▶ [Try it]: Every line in the entries that holds the word "wall" counts toward the answer, which should be a single number.
*** Begin section ***
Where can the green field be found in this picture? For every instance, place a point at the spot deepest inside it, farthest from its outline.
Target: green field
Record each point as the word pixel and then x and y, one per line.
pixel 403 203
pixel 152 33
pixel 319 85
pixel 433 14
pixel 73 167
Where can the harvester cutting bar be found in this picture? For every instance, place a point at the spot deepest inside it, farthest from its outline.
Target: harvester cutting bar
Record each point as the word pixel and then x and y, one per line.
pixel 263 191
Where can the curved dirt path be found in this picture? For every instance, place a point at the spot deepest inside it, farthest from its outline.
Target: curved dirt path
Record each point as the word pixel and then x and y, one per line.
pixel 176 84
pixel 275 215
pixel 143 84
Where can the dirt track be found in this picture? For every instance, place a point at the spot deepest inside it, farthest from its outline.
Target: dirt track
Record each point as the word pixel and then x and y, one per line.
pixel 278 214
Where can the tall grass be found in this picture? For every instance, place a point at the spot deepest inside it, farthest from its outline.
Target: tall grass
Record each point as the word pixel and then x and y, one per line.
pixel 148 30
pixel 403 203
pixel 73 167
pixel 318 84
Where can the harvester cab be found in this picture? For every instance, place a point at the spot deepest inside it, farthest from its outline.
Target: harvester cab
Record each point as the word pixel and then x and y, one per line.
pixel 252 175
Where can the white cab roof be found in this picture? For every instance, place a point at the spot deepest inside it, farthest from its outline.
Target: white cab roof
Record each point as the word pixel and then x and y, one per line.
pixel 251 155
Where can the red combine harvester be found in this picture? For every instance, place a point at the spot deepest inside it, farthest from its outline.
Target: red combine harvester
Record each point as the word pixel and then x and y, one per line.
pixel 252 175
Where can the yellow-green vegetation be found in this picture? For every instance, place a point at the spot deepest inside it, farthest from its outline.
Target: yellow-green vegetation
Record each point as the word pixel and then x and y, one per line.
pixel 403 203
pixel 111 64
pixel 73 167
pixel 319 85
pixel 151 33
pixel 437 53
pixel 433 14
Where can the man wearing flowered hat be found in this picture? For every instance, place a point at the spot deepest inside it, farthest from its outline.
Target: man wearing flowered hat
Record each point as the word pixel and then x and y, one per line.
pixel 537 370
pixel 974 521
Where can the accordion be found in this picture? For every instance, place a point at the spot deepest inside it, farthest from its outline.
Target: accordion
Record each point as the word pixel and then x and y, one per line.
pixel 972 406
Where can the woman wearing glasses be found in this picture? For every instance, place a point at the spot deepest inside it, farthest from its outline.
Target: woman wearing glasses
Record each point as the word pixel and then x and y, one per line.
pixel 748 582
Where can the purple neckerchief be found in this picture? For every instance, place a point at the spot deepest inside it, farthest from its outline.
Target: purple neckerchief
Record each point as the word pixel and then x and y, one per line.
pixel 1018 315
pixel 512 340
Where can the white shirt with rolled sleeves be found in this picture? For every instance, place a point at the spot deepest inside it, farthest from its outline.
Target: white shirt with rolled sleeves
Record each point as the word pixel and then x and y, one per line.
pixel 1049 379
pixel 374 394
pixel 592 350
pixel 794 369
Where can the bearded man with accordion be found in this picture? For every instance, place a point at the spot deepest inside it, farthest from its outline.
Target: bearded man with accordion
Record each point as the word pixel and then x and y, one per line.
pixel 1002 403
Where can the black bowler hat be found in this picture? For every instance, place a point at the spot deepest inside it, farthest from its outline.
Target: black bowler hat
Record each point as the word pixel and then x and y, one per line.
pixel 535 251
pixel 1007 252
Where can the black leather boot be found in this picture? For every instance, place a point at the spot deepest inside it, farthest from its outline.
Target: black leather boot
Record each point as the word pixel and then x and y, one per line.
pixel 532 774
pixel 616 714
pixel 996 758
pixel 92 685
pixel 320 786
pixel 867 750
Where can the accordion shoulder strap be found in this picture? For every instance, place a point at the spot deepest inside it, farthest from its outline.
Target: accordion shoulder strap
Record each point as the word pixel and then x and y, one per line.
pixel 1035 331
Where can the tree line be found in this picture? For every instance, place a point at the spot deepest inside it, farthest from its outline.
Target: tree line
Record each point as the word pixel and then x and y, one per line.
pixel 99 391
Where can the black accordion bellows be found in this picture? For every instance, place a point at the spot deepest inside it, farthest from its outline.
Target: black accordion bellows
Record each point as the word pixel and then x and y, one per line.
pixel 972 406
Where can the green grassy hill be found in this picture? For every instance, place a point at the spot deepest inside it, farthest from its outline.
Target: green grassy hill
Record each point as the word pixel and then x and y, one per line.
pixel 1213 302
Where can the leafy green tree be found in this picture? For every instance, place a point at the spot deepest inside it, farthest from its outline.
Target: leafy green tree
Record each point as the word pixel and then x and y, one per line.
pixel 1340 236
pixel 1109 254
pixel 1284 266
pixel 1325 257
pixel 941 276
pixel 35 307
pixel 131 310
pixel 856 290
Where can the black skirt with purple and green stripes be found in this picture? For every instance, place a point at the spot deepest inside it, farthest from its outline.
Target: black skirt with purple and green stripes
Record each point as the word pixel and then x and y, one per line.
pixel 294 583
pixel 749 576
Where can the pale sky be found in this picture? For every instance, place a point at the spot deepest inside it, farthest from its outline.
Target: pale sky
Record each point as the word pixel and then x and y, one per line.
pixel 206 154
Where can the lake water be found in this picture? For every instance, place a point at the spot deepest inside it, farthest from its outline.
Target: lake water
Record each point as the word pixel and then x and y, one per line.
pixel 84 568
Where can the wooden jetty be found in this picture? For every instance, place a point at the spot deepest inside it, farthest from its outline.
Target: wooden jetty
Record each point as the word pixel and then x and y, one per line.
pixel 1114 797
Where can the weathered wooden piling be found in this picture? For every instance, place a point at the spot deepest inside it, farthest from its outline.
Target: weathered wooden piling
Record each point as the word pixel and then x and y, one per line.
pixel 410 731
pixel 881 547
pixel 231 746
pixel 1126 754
*** End section ***
*** Begin section ***
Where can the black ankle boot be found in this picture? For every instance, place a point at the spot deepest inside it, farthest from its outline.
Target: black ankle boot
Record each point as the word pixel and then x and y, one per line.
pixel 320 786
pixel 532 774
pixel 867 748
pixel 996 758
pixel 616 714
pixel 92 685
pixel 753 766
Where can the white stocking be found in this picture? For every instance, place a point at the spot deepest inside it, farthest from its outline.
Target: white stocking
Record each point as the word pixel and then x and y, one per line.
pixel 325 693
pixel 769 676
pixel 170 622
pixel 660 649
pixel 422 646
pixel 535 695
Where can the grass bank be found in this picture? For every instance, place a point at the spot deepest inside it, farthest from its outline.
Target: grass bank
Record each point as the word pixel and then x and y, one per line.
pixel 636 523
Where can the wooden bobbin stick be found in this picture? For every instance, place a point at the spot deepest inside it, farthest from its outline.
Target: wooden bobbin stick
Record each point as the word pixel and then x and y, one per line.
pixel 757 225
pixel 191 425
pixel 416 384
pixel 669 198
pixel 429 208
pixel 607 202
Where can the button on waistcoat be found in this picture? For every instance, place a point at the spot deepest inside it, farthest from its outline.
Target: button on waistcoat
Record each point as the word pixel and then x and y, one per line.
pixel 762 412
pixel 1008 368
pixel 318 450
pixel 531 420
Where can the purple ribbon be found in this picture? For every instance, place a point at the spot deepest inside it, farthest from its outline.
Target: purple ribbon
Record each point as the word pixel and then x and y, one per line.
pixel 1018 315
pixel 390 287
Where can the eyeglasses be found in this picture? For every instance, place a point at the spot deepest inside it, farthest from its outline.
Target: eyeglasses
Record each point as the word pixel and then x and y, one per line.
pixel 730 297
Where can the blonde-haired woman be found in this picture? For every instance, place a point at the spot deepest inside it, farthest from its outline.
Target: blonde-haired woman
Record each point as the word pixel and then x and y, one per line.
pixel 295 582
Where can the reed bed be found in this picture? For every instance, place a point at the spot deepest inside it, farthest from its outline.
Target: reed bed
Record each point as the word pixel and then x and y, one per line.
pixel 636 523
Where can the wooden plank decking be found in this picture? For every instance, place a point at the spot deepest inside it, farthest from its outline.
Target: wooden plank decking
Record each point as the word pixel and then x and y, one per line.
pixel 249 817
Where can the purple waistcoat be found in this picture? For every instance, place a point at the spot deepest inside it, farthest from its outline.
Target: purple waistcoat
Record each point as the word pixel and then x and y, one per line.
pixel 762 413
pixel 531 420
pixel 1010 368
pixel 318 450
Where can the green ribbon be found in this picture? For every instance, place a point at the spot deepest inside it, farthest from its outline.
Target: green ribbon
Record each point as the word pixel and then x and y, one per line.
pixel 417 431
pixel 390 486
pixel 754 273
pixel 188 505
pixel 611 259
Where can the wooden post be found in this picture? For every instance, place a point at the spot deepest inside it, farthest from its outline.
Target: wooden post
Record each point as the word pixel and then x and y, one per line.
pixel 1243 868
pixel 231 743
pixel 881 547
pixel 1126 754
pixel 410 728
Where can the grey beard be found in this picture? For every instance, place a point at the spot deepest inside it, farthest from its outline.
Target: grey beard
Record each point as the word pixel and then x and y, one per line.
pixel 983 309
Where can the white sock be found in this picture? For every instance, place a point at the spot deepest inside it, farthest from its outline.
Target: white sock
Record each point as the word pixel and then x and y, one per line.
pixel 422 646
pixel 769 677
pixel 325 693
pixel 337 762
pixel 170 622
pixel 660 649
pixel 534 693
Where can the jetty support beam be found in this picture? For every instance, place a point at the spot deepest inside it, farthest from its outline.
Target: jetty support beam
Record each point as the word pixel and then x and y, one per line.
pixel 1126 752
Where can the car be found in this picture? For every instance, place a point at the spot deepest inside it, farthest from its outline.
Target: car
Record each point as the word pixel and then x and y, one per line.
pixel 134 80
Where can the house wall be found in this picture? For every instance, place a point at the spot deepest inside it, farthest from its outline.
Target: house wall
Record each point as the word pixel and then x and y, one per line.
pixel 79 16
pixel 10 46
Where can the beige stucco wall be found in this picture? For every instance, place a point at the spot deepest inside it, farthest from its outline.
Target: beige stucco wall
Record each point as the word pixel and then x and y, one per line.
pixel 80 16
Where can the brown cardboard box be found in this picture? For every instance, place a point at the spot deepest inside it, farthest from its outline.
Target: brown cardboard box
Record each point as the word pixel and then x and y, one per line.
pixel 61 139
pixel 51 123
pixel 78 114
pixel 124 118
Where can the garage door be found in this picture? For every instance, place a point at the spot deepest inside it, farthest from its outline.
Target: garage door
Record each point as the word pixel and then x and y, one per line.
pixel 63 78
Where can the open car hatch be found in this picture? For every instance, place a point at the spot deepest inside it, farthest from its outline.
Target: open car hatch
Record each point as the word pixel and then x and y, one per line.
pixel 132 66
*** End section ***
▶ [Reply to the task]: 4